- El Universal reports that the Mexican Interior Department has directed federal prosecutors to investigate the Monterrey gaming house in which 52 people were killed last month, charging the casino with running “illegal games.”
- Costa Rican president Laura Chinchilla issued a fresh denouncement of Nicaragua’s “provocations” on the floor of the United Nations General Assembly yesterday, AFP reports. The president called on the international community to intervene in the two countries’ year-long border dispute, saying "all we demand of this organization and the multilateral system is quick and timely attention to possible attacks.”
- The Economist has published its latest issue, featuring several interesting pieces on the region. Specifically, the magazine looks at creeping protectionism in South America’s two largest economies: Argentina and Brazil. It also reports on recent deaths from alcohol poisoning in Ecuador, the shifting face of the Venezuelan opposition and the role of the internet in Mexico’s “drug war.”
- With domestic sentiment against the U.N. peacekeeping force in Haiti (known as MINUSTAH, its French acronym) on the rise, the Miami Herald reports that Haitian President Michel Martelly will make his first appearance at the U.N. General Assembly today. On Tuesday the country’s Seante voted to demand the withdrawal of peacekeeping forces over the next three years, and Martelly himself campaigned on the promise of removing MINUSTAH. As Reuters notes, the president has backed away from that stance upon reaching office, instead using the issue to call for the re-establishment of the military, which was disbanded in 1995. The tone of his statement today is expected to clear up this contradiction, solidifying his stance on the peacekeeping forces.
- AP reports that student demonstrations have resumed in Santiago, Chile, after the government failed once again to accept the protestors’ demands. The wire agency claims that tens of thousands of protestors hit the streets in downtown Santiago yesterday, but El Ciudadano has the figure at 150 to 180 thousand. After several hours, the demonstration was dispersed by tear gas and police in riot gear. MercoPress says that at least 50 students were arrested in the crackdown. Meanwhile, yesterday President Piñera repeated his claim that his government hopes to eliminate extreme poverty in Chile by 2014 during a speech given at the Americas Society/Council of the Americas (AS/COA) in New York.
- Rene Sanabria, the former Bolivian narcotics police commander who was arrested in August 2010 for conspiring to smuggle cocaine into Miami, will be sentenced by a federal judge today. Sanabria has pleaded guilty to the charges, and has allegedly cooperated with U.S. drug enforcement officials to provide insight into organized criminal activity in the country. As such, his defense team is expected to call for leniency in today’s the hearing.
- Brazil’s Chamber of Deputies, the lower house of Congress, has voted to create a Truth Commission, which would investigate human rights abuses committed under the 1964-1985 military dictatorship. As Reuters notes, the country has generally avoided official recognition of the abuses committed by the military regime, and no politicians have yet been sentenced for political crimes dating back to the period.
- Viva Rio, a Brazilian NGO which works to reduce urban violence in Rio de Janeiro’s favelas, partnered with Military Police of Rio de Janeiro state this week to host a conference on public security. Known as the Strategic Meeting on Public Security and Drug Policies, the conference was attended by 30 police officials and organized crime experts from various countries. The end result of the conference is the “Rio de Janeiro Declaration,” which calls on law enforcement officials around the world to move past the punitive “war on drugs” paradigm in favor of one based on harm reduction and community policing. The English translation of the document is available here.
-- -- --
#### Instructions for the task
Reproduce part of the Latin America news roundup word for word, beginning at the words "- Rene Sanabria, the" and stopping after "today’s the hearing.".

#### Study material
-- -- --
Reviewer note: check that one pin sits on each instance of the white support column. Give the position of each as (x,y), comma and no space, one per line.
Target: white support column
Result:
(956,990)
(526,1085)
-- -- --
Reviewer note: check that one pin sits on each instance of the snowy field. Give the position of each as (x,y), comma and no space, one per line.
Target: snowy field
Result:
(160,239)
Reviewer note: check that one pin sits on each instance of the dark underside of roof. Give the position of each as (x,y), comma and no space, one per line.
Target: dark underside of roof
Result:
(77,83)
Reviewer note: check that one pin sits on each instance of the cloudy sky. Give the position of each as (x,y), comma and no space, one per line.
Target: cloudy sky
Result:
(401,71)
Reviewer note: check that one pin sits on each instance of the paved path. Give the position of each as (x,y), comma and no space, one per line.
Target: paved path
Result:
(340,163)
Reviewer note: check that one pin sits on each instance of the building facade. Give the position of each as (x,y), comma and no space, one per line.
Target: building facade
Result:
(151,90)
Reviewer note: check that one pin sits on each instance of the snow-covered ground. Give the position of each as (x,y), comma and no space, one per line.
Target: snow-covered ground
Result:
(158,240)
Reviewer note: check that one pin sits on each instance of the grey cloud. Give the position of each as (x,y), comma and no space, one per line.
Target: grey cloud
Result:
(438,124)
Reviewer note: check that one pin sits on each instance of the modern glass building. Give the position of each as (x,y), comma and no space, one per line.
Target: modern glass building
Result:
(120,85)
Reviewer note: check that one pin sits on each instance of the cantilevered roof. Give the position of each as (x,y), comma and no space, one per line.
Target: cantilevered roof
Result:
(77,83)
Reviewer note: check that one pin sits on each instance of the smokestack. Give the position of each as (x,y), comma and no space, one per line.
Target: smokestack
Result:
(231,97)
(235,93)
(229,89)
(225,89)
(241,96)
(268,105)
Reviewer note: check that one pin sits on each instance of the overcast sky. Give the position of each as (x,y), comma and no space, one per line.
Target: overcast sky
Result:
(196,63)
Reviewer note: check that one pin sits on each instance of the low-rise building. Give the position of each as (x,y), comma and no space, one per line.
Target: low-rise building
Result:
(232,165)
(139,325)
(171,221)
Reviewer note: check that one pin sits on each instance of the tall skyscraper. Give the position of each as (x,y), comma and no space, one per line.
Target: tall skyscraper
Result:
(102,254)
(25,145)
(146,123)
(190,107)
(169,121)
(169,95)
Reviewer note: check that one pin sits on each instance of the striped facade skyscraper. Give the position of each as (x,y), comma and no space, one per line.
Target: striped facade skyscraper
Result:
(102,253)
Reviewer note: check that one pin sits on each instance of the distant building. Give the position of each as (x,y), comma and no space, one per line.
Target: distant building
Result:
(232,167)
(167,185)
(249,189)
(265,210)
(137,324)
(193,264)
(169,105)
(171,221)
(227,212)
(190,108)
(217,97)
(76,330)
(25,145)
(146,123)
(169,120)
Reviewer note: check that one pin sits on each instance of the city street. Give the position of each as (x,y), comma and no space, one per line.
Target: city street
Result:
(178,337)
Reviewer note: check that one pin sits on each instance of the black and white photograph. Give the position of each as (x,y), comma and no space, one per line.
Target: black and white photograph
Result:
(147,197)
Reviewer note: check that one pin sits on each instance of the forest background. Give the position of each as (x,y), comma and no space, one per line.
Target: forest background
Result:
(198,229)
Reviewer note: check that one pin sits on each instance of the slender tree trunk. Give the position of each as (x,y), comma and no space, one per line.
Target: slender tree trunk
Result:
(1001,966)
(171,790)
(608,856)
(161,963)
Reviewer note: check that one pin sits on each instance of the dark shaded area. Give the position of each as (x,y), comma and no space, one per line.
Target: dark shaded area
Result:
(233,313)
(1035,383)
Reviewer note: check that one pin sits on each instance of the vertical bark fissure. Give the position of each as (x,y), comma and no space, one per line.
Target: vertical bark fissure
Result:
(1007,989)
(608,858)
-- -- --
#### Response area
- Rene Sanabria, the former Bolivian narcotics police commander who was arrested in August 2010 for conspiring to smuggle cocaine into Miami, will be sentenced by a federal judge today. Sanabria has pleaded guilty to the charges, and has allegedly cooperated with U.S. drug enforcement officials to provide insight into organized criminal activity in the country. As such, his defense team is expected to call for leniency in today’s the hearing.